--- Data Enclosed Below ---

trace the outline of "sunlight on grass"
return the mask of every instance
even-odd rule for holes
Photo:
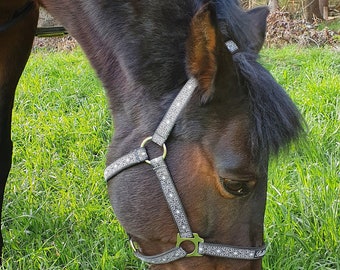
[[[286,47],[266,50],[262,61],[308,126],[305,140],[270,167],[266,269],[340,269],[340,55]]]
[[[305,140],[269,171],[265,269],[340,269],[340,56],[266,49],[261,62],[303,112]],[[82,52],[31,56],[13,115],[3,269],[144,269],[115,219],[103,180],[113,132]]]
[[[32,55],[13,115],[4,269],[140,265],[103,180],[111,126],[104,91],[80,50]]]

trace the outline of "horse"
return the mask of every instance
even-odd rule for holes
[[[107,191],[150,269],[261,269],[268,162],[303,119],[258,63],[268,9],[237,0],[0,3],[0,194],[39,7],[78,41],[115,126]],[[2,247],[2,238],[1,238]]]

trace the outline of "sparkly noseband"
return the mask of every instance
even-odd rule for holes
[[[237,45],[231,40],[226,42],[226,46],[232,54],[238,51]],[[198,257],[203,255],[242,260],[260,259],[266,253],[265,246],[236,247],[223,244],[205,243],[203,238],[201,238],[197,233],[193,233],[191,231],[181,199],[165,163],[167,151],[165,142],[168,139],[179,114],[190,100],[196,87],[196,79],[189,79],[171,104],[152,137],[146,138],[139,148],[131,151],[109,165],[105,169],[104,177],[106,181],[109,181],[121,171],[139,163],[146,162],[152,166],[160,182],[164,197],[178,228],[176,247],[158,255],[146,256],[140,253],[136,243],[130,240],[135,256],[139,259],[151,264],[165,264],[184,257]],[[163,148],[162,156],[149,160],[149,156],[145,148],[149,141],[152,141]],[[191,242],[194,246],[194,250],[190,253],[185,251],[181,247],[183,242]]]

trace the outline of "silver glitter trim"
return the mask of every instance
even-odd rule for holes
[[[137,148],[109,165],[104,171],[104,178],[106,181],[109,181],[122,170],[139,164],[148,158],[148,154],[144,147]]]
[[[181,199],[178,196],[176,187],[163,158],[158,157],[152,159],[151,165],[161,183],[162,191],[168,202],[169,209],[178,227],[180,236],[186,238],[193,237]]]
[[[153,134],[152,141],[154,143],[157,143],[160,146],[165,143],[175,125],[178,115],[190,100],[196,87],[197,80],[194,78],[188,80],[188,82],[184,85]]]
[[[200,243],[198,252],[202,255],[217,256],[231,259],[256,260],[263,257],[266,247],[242,248],[220,244]]]
[[[236,43],[232,40],[228,40],[225,45],[227,46],[227,49],[228,51],[231,53],[231,54],[234,54],[238,51],[238,46],[236,45]]]
[[[226,42],[226,46],[231,53],[235,53],[238,50],[235,42],[231,40]],[[184,88],[180,91],[174,102],[171,104],[163,120],[159,124],[155,134],[152,136],[152,140],[155,143],[159,145],[163,145],[165,143],[175,125],[178,115],[189,101],[196,86],[197,81],[191,78],[186,83]],[[115,176],[122,170],[146,161],[147,159],[149,159],[149,157],[146,149],[144,147],[140,147],[109,165],[105,169],[104,177],[106,181],[109,181],[113,176]],[[193,234],[190,229],[190,225],[185,214],[182,202],[178,196],[176,187],[173,183],[166,163],[163,160],[163,157],[158,157],[151,160],[150,164],[153,166],[153,169],[156,172],[157,177],[160,181],[162,191],[168,203],[171,214],[178,227],[180,236],[182,238],[193,238]],[[266,247],[264,246],[260,248],[243,248],[220,244],[199,243],[198,253],[201,255],[224,258],[255,260],[262,258],[265,255]],[[138,251],[135,252],[135,255],[136,257],[147,263],[164,264],[184,258],[187,256],[187,253],[181,247],[176,247],[170,249],[167,252],[154,256],[145,256]]]
[[[173,249],[170,249],[167,252],[164,252],[159,255],[155,256],[145,256],[138,251],[135,252],[135,256],[139,258],[140,260],[146,262],[146,263],[151,263],[151,264],[165,264],[165,263],[170,263],[176,260],[179,260],[181,258],[184,258],[187,255],[184,249],[181,247],[176,247]]]

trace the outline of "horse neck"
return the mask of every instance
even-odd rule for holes
[[[129,59],[104,49],[104,44],[93,46],[103,53],[93,56],[96,50],[85,51],[106,89],[115,127],[112,147],[151,135],[186,81],[184,62],[180,67],[166,63],[162,67],[150,56],[149,67],[140,68],[129,66]]]
[[[75,2],[66,14],[58,2],[45,4],[80,43],[102,81],[114,138],[152,133],[187,80],[185,43],[196,1]]]
[[[92,27],[90,34],[74,32],[81,33],[77,39],[107,91],[115,136],[152,132],[187,80],[184,58],[190,18],[178,13],[174,21],[164,22],[150,15],[147,21],[131,23],[127,14],[111,20],[103,14],[102,25]]]

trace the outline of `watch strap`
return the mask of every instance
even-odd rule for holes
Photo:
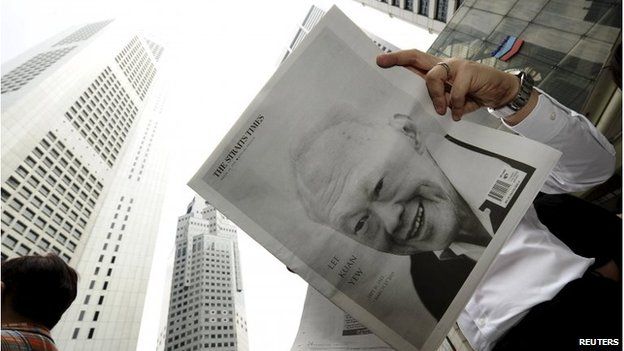
[[[488,112],[496,118],[508,118],[522,109],[529,102],[531,91],[533,90],[533,78],[524,71],[510,70],[507,73],[513,74],[520,80],[518,95],[507,105],[497,109],[488,107]]]
[[[509,107],[509,105],[505,105],[501,108],[497,108],[497,109],[493,109],[491,107],[487,108],[488,112],[496,117],[496,118],[500,118],[500,119],[505,119],[509,116],[512,116],[513,114],[515,114],[517,111],[512,109],[511,107]]]

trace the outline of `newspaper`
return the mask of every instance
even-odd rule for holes
[[[350,314],[308,286],[299,331],[291,351],[392,351]]]
[[[378,53],[332,8],[189,185],[393,348],[434,350],[560,153],[437,116]]]
[[[388,344],[308,286],[291,351],[392,351]],[[437,351],[472,351],[457,324]]]

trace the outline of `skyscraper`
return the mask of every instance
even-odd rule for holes
[[[284,56],[282,57],[281,62],[284,62],[284,60],[286,60],[286,58],[293,52],[293,50],[295,50],[297,46],[299,46],[299,44],[303,41],[306,35],[308,35],[308,33],[310,33],[312,28],[314,28],[314,26],[316,26],[319,23],[319,21],[321,20],[321,18],[323,18],[323,16],[325,16],[325,11],[321,10],[320,8],[314,5],[310,7],[308,14],[304,18],[303,22],[299,25],[299,28],[297,29],[297,33],[295,34],[295,37],[290,42],[290,45],[288,45],[288,47],[286,48],[286,53],[284,53]],[[383,52],[392,52],[392,51],[399,50],[393,44],[385,41],[384,39],[376,36],[373,33],[367,32],[366,35],[368,35],[371,38],[371,40]]]
[[[59,349],[136,348],[165,188],[161,55],[103,21],[2,67],[2,258],[78,270]]]
[[[234,224],[196,197],[175,244],[165,350],[248,350]]]
[[[463,0],[356,0],[430,33],[440,33]]]
[[[297,29],[297,33],[295,34],[295,37],[290,42],[290,45],[288,45],[288,48],[286,48],[286,53],[284,54],[282,61],[284,61],[286,57],[288,57],[288,55],[290,55],[290,53],[292,53],[293,50],[295,50],[295,48],[299,45],[299,43],[303,41],[303,38],[305,38],[306,35],[308,35],[308,33],[312,30],[312,28],[314,28],[314,26],[316,26],[319,23],[319,21],[321,20],[321,18],[323,18],[324,15],[325,15],[325,11],[321,10],[320,8],[316,6],[310,7],[308,14],[303,19],[303,22],[299,25],[299,28]]]

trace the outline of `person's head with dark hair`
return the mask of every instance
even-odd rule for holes
[[[78,275],[60,257],[23,256],[2,263],[2,323],[52,329],[76,298]]]

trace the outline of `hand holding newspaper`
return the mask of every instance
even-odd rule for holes
[[[330,10],[190,186],[390,346],[433,350],[560,154],[437,116],[378,53]]]

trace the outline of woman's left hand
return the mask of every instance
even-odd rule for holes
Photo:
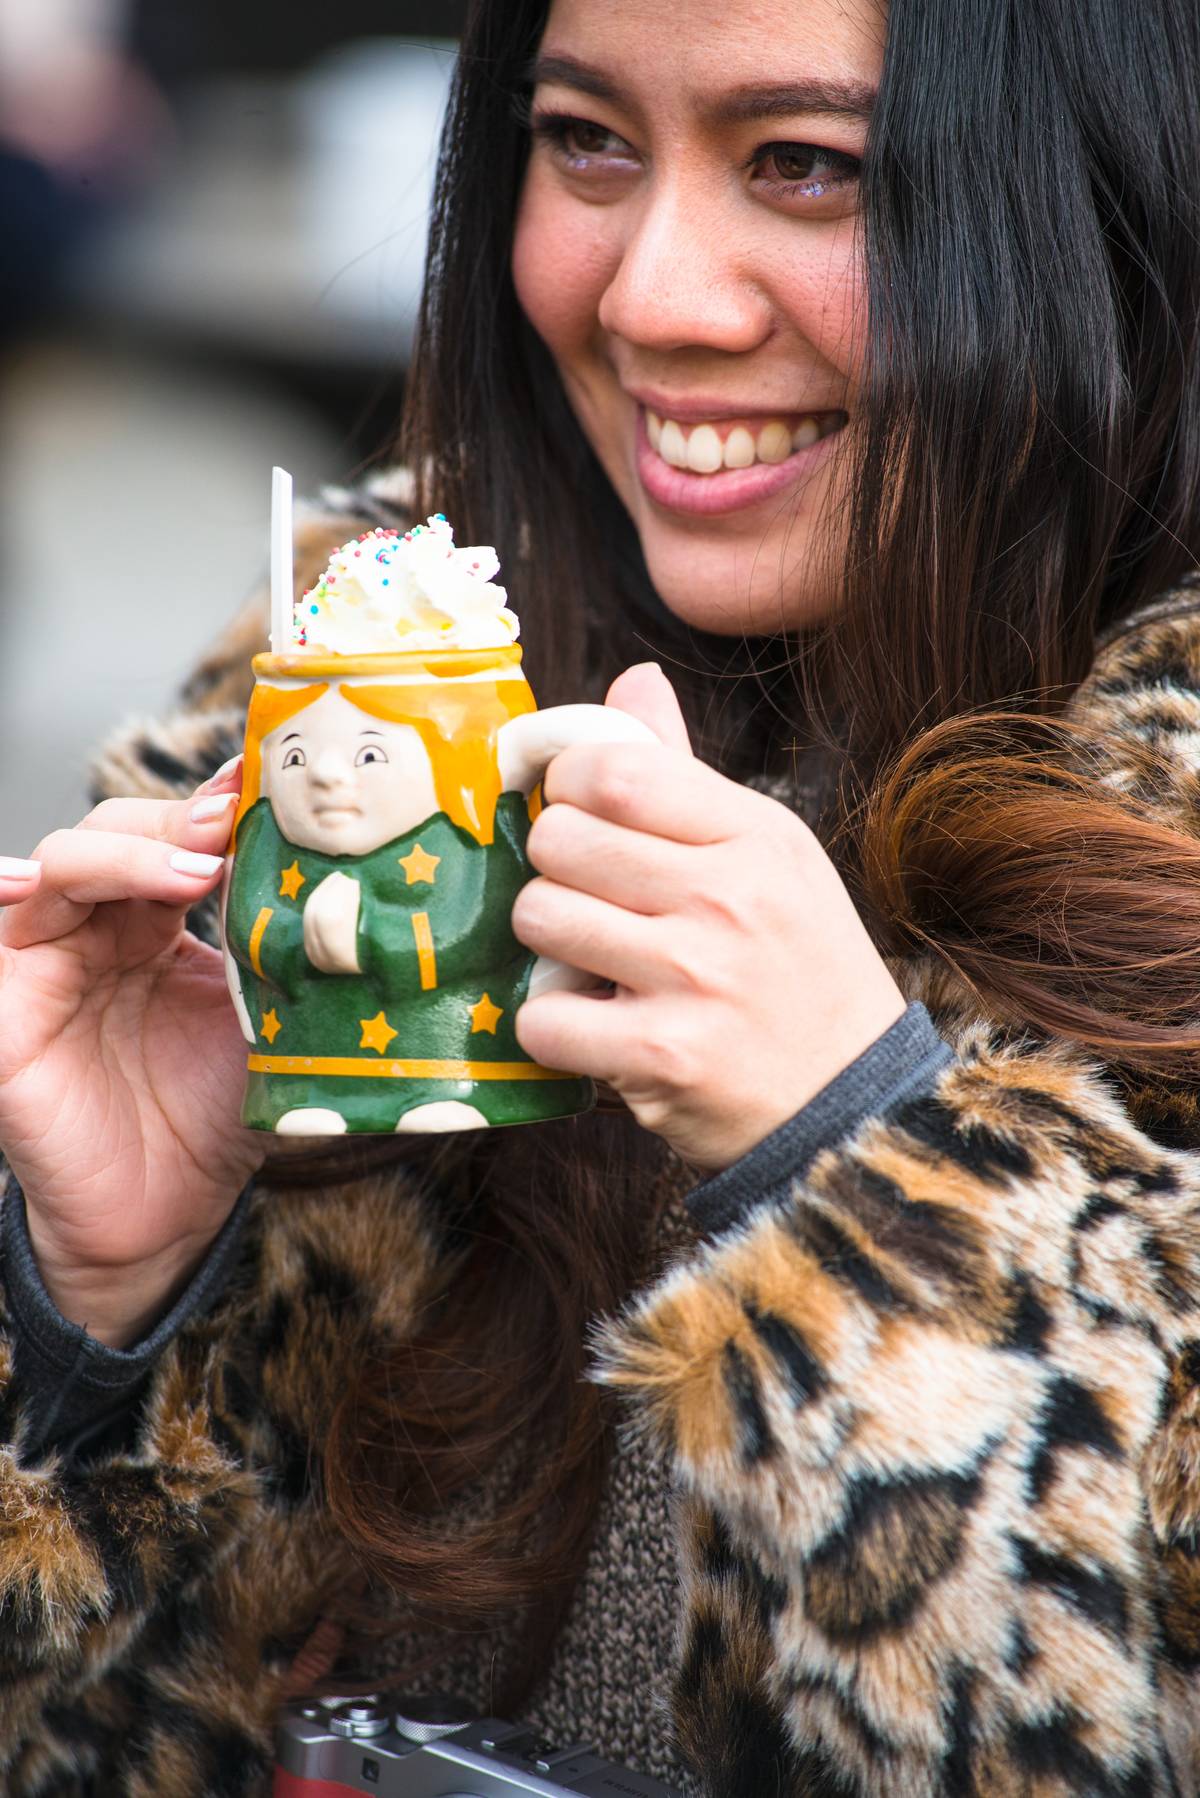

--- End of Enclosed Data ---

- [What to produce] Your answer should be one number: how many lines in the preceding listing hold "hand".

- [Reply to the task] 2